● **Task details**: The required result is an exact copy of the lines beginning at the line that contains "Query: water stain on sand" and ending at the last line of the material below.

● **Records for processing**:
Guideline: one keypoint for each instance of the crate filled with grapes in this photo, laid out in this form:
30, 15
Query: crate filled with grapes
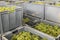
23, 34
52, 32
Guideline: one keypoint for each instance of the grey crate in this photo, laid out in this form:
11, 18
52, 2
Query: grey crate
41, 34
52, 13
9, 21
34, 9
28, 29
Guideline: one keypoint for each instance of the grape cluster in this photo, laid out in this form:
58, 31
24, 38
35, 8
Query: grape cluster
46, 28
26, 36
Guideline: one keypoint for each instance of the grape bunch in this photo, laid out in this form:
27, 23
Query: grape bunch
26, 36
46, 28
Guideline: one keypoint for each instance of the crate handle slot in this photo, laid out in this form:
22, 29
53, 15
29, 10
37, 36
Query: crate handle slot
16, 31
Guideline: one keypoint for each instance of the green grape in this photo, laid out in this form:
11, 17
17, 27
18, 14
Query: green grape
44, 39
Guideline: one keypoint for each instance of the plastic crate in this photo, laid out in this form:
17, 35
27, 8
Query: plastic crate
9, 21
34, 9
42, 34
52, 13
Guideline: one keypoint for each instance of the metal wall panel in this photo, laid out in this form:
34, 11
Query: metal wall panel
52, 13
34, 9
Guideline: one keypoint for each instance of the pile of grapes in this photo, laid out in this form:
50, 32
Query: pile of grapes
26, 36
10, 9
26, 20
46, 28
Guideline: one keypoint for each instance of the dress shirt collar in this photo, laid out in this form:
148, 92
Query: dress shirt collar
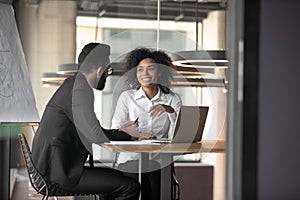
141, 94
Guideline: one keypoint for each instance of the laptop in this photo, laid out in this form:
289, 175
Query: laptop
189, 125
188, 129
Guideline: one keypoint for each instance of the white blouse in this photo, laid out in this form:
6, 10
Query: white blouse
133, 104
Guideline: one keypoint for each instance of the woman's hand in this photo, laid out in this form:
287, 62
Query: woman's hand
132, 129
157, 110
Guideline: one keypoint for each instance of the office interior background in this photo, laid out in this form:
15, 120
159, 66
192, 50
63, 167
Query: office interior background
255, 108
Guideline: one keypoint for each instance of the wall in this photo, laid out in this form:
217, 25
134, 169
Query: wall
279, 97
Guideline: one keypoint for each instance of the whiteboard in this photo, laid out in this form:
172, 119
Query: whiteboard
17, 102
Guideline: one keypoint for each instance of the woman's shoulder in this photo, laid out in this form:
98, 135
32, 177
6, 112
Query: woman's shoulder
129, 92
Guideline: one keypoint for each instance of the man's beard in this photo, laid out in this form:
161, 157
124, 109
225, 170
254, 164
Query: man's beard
101, 83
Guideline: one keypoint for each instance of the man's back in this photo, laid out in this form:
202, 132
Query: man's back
57, 149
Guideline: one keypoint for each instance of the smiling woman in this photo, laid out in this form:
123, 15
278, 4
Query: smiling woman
151, 101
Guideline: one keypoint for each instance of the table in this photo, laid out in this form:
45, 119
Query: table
166, 151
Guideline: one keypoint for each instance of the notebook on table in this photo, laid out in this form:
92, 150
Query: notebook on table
188, 129
189, 125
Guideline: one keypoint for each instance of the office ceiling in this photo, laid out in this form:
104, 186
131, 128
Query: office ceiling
174, 10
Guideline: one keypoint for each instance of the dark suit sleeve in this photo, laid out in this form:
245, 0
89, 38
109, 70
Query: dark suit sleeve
114, 134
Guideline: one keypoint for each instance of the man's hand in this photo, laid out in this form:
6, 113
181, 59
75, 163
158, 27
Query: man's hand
157, 110
132, 129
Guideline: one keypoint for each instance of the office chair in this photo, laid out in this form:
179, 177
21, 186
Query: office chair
38, 182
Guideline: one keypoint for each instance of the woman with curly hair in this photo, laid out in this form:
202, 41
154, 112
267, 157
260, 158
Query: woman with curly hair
154, 106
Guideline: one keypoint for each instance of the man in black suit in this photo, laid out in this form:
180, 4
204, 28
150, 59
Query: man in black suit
69, 127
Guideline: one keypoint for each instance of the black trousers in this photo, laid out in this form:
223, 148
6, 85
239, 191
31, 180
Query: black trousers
150, 187
101, 180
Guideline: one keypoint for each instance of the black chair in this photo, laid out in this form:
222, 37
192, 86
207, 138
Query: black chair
38, 182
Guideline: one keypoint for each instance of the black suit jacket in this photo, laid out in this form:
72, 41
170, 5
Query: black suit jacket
66, 132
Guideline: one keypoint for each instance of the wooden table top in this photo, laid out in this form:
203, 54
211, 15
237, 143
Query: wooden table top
213, 146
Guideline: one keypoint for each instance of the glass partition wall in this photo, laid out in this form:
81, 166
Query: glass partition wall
54, 32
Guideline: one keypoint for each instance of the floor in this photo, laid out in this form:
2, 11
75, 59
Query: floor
22, 189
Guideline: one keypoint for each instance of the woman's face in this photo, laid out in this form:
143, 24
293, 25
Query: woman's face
147, 72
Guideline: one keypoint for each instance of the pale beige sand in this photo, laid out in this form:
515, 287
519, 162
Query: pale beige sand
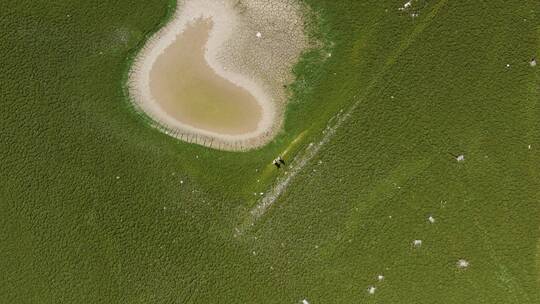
253, 45
189, 90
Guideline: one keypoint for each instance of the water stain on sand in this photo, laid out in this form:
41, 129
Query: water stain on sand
190, 91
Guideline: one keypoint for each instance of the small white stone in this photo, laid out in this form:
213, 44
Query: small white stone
462, 263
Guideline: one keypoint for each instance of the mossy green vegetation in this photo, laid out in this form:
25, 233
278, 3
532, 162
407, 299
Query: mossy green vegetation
96, 206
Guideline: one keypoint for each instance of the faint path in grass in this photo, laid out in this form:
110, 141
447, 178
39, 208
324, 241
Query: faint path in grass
299, 163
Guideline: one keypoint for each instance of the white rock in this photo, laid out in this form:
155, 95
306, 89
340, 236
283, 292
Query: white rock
462, 263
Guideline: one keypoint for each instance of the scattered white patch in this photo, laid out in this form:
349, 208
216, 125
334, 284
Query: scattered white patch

● **Exercise solution**:
Query: water stain on sand
190, 91
Guideline: one keypoint for each instance of the small white stone in this photo, laid out in this form:
213, 44
Query: small white stone
462, 263
Guideline: one keypoint for each instance of the mossy green vegetation in this photo, laid out in this form:
25, 233
278, 3
532, 162
407, 299
Query: mossy green vegetation
96, 206
Guideline: one keypoint for each instance of the faint path in grass in this photo, laid out in this form:
110, 141
447, 178
39, 208
324, 241
Query: faint path in grass
299, 163
Guideline: one keypoint for each instance of the white rock in this photo, laid out in this form:
155, 95
306, 89
340, 236
283, 292
Query: white rock
462, 263
Guideline: one keypoint for each instance of the scattered white patch in this photo, laid out in this form:
349, 208
216, 125
334, 284
Query: scattered white patch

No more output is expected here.